____ RECORDS SUPPLIED
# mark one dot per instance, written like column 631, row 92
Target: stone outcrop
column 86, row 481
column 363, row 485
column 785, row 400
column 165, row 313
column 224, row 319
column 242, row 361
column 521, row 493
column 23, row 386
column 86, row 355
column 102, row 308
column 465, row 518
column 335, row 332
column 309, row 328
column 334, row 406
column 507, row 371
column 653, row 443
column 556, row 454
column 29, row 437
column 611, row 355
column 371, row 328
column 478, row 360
________
### WHAT TO WORK ON:
Swap "stone outcrop" for "rock outcrop" in the records above, leaving every other line as it is.

### EXERCISE OUTPUT:
# mark one dot per instance, written like column 631, row 92
Target: rock outcrop
column 86, row 481
column 363, row 485
column 785, row 400
column 165, row 313
column 224, row 319
column 242, row 361
column 521, row 493
column 23, row 386
column 86, row 355
column 102, row 308
column 465, row 518
column 335, row 332
column 309, row 328
column 334, row 406
column 507, row 371
column 653, row 443
column 556, row 454
column 29, row 437
column 611, row 355
column 371, row 328
column 478, row 360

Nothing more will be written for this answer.